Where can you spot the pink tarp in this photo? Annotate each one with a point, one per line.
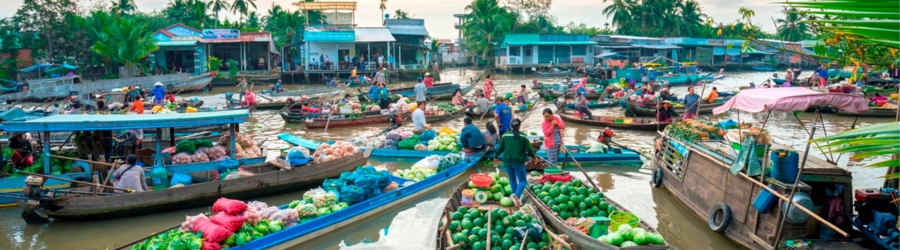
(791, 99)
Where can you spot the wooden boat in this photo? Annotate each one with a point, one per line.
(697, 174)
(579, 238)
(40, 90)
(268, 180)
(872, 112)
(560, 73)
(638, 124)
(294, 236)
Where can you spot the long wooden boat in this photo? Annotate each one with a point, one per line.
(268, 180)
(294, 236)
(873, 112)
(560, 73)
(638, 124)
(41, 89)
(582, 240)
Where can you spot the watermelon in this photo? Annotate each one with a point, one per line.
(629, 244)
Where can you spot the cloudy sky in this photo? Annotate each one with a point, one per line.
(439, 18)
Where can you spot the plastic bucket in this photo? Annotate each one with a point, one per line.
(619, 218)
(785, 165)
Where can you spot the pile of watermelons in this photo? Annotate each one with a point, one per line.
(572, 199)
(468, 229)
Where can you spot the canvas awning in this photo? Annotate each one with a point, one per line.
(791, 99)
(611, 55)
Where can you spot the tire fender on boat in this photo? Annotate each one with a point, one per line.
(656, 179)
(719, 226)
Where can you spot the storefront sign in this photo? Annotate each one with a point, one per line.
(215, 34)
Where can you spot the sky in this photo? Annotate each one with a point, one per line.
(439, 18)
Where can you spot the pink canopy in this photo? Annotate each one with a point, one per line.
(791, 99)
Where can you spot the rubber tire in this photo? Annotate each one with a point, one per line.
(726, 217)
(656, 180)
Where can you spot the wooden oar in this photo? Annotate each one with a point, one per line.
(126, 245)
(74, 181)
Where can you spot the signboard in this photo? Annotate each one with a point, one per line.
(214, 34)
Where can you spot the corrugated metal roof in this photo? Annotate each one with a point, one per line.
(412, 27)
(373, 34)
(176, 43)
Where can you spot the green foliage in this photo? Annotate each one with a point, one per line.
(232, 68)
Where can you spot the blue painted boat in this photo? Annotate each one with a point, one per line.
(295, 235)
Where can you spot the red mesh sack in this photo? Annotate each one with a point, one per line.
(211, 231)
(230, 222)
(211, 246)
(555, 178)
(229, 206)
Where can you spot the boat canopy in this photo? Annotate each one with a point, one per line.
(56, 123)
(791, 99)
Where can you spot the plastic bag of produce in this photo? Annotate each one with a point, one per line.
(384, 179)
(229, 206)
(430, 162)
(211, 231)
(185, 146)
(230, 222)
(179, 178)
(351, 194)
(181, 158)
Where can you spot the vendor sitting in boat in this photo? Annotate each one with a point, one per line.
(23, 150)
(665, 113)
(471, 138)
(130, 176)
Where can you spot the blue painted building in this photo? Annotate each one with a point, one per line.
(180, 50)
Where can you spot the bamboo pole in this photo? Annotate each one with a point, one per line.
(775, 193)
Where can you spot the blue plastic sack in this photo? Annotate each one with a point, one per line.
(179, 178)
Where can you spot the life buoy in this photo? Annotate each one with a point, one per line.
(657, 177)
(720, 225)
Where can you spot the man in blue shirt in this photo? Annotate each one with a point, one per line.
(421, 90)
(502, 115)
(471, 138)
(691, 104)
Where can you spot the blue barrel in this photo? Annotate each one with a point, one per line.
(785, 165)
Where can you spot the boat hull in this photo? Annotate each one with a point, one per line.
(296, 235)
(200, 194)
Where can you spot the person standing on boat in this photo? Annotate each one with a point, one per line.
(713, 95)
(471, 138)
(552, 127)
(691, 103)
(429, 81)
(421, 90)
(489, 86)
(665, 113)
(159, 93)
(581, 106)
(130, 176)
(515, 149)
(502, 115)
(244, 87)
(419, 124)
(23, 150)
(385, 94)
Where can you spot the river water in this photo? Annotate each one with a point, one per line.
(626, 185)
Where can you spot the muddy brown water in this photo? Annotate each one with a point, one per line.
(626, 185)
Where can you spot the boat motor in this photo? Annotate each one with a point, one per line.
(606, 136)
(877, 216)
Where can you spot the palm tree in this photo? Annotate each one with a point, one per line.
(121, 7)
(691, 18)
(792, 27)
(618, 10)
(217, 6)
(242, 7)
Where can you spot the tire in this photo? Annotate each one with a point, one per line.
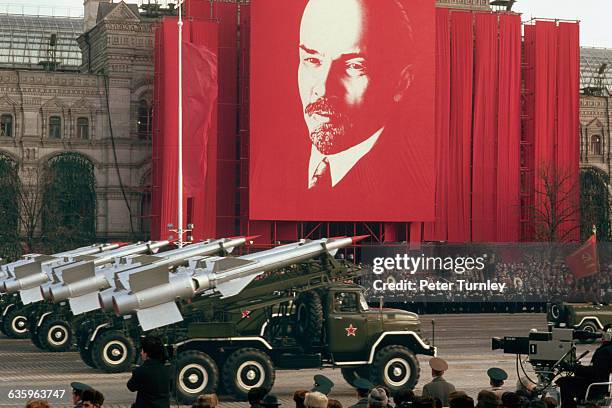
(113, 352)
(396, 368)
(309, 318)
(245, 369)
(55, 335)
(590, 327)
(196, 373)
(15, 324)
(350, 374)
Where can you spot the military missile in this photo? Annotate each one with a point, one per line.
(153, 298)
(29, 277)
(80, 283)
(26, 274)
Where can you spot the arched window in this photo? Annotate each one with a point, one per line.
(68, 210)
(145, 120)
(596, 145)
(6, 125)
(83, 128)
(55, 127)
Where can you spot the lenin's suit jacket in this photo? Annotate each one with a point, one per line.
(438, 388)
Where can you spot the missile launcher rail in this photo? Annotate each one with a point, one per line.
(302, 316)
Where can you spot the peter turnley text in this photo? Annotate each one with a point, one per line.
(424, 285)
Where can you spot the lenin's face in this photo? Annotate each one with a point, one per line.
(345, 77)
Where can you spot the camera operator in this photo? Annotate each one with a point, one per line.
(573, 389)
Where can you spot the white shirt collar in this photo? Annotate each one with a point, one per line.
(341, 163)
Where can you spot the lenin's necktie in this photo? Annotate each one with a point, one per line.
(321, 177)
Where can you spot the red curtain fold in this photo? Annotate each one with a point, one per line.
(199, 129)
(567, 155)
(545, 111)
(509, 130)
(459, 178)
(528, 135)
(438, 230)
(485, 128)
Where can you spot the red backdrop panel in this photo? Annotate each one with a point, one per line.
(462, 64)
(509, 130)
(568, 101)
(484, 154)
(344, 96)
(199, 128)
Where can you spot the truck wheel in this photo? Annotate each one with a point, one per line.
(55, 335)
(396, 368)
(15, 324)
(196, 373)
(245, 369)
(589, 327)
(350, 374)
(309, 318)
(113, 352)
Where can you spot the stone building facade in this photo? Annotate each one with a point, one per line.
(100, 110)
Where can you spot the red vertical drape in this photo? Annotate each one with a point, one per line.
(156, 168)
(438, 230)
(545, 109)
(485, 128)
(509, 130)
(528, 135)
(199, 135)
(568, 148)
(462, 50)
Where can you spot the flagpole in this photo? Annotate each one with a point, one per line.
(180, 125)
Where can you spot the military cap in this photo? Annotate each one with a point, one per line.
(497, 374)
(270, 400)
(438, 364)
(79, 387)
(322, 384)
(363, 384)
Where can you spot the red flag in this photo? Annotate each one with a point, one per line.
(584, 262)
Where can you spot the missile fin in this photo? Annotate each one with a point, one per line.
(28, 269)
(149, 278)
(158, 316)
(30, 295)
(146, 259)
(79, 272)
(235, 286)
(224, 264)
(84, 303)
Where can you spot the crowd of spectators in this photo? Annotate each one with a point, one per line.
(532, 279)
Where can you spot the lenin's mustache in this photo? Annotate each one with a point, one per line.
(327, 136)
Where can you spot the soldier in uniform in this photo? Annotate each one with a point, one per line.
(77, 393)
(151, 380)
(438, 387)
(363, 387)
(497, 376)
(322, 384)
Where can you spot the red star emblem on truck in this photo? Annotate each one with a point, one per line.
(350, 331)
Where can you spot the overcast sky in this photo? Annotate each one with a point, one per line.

********************

## [YOUR GOAL]
Set down, word for word, every line from the line that holds "Where can you spot the crowd" to the end of the entries above, including both ends.

## [RESULT FOR THIS TASK]
Where can you spot the crowd of spectators in this photo? Annotate each one with a point, one per line.
(532, 279)
Where can you spot the lenin's mustache in this photo? Annotate each one with a point, one per line.
(327, 136)
Where can you spot the soldier in uniform in this photo? Annotate each one with a point, one per line.
(77, 393)
(151, 380)
(438, 387)
(363, 387)
(497, 376)
(322, 384)
Where can you spot the red star emblem on truck in this photo? Annotate each one with a point, one per line.
(350, 331)
Where can you spot the overcast sky in this photo? Annotate each one with a point, one per line.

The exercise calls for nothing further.